**Source**

Miss Universe China () is a national beauty pageant that selects China's representative to the Miss Universe pageant since 2002.

History
The Miss Universe China Organization was established in 2002. The first ever Miss Universe China titleholder, Zhuo Ling, was selected in Guangdong province in March, 2002. She represented her country in Miss Universe 2002 and placed 2nd runner-up.

In July 2002, the Miss Universe license for China was awarded to Johnny Kao, a prominent Chinese-American entrepreneur and businessman. The organization held the Miss Universe China pageant for the next few years.

On January 6, 2011, the Miss Universe Organization designated media icon and entrepreneur Yue-Sai Kan as the official licensee for the People's Republic of China.  Miss Universe officials and the then-reigning titleholder, Ximena Navarrete of Mexico, traveled to China to award the license to Kan.  In her first year, Yue-Sai Kan set up an international calibre pageant, flying in foreign celebrities including Petra Nemcova, Fadil Berisha and Riyo Mori to headline and launching a multimillion-dollar production with major corporate sponsors. In subsequent years, the pageant has raised millions of dollars for China's national charities as well as Kan's China Beauty Charity Foundation. Celebrities including Paris Hilton and Charles Aznavour have participated in the pageant, and former Harper's Bazaar chief Lizzette Kattan provides styling for each year's candidates. Celebrity makeup artist Yuko Takahashi, ruwnay trainer Lu Sierra and DIBS Beauty CEO Jeff Lee have historically prepared the most successful winners in advance of the Miss Universe finals.

**Data provided**
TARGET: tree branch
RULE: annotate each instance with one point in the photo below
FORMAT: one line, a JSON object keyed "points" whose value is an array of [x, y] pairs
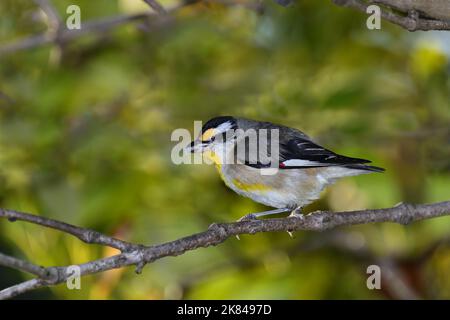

**What the task asks**
Reproduce verbatim the passage on Miss Universe China from "Miss Universe China ()" up to and including "placed 2nd runner-up.".

**Correct response**
Miss Universe China () is a national beauty pageant that selects China's representative to the Miss Universe pageant since 2002.

History
The Miss Universe China Organization was established in 2002. The first ever Miss Universe China titleholder, Zhuo Ling, was selected in Guangdong province in March, 2002. She represented her country in Miss Universe 2002 and placed 2nd runner-up.